Excerpts from point annotation data:
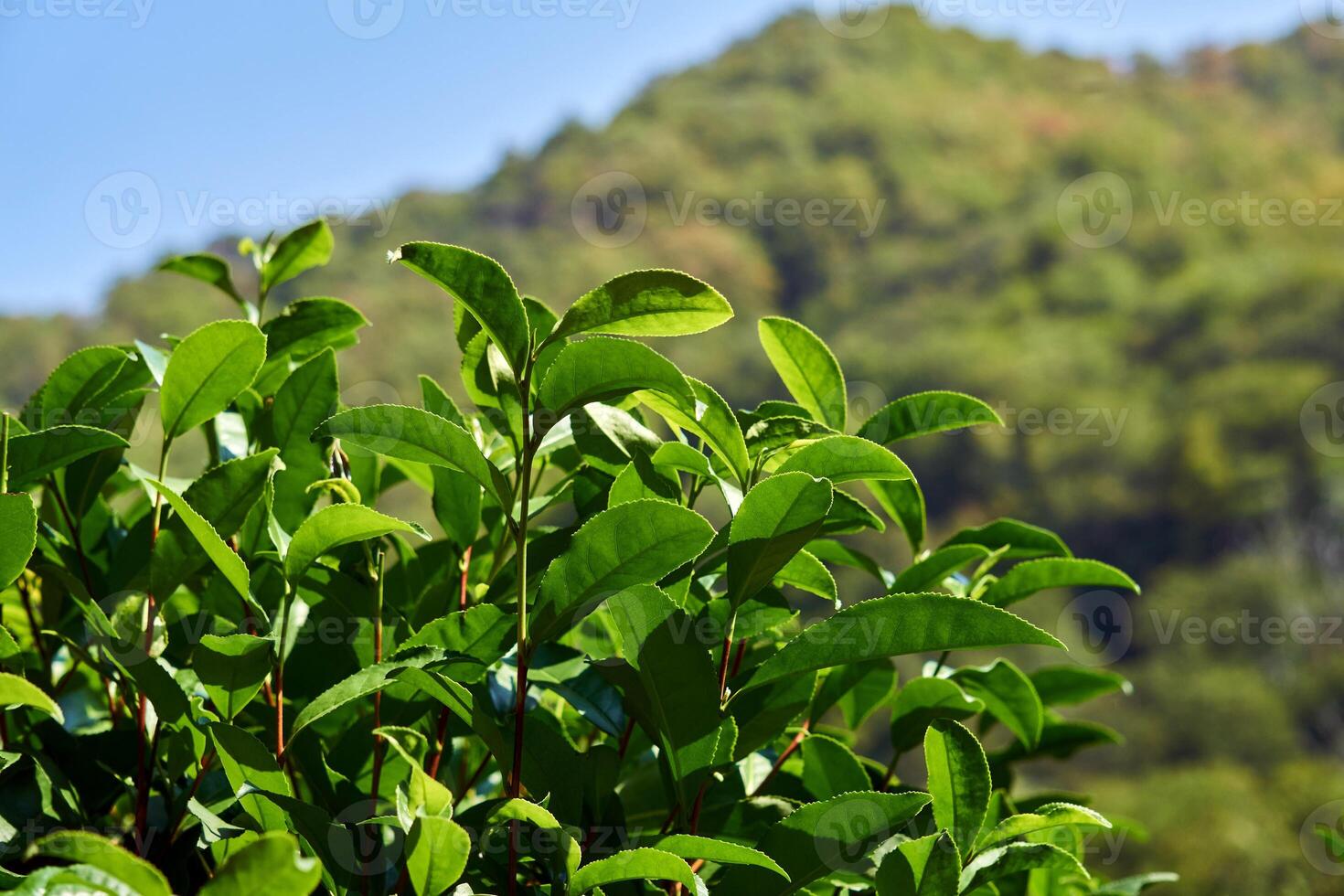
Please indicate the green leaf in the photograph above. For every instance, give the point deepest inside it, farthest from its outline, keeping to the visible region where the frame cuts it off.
(337, 526)
(223, 496)
(311, 325)
(858, 689)
(271, 864)
(78, 387)
(923, 414)
(1029, 578)
(91, 849)
(208, 371)
(1046, 817)
(35, 455)
(897, 624)
(603, 368)
(1008, 695)
(844, 458)
(1137, 884)
(712, 421)
(249, 766)
(305, 400)
(808, 368)
(17, 535)
(679, 699)
(645, 303)
(1021, 539)
(634, 864)
(436, 853)
(411, 434)
(930, 571)
(303, 249)
(225, 559)
(231, 669)
(903, 501)
(831, 769)
(1061, 739)
(958, 781)
(806, 572)
(357, 686)
(925, 867)
(483, 632)
(717, 850)
(481, 286)
(920, 703)
(1070, 686)
(20, 692)
(821, 838)
(777, 517)
(212, 271)
(635, 543)
(1015, 859)
(641, 480)
(565, 856)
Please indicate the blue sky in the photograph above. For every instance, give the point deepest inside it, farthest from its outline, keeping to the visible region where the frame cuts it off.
(142, 126)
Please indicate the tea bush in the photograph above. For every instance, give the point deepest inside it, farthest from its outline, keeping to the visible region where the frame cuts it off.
(253, 680)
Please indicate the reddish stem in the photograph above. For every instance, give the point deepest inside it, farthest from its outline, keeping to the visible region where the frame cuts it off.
(466, 563)
(741, 655)
(778, 763)
(723, 667)
(625, 738)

Written exercise: Rewrite the stretch of the records from the line containing "Please indicate the reddish" through the end of the records, keeping the requests as they are, and offset every coordinate in the answers by -99.

Solution below:
Please indicate the reddish stem in the photograph above. For every instance, give the point deepest inside it, farthest from its outline, keeping to the visible region where the frame cuts it off.
(367, 464)
(642, 556)
(679, 664)
(624, 568)
(526, 639)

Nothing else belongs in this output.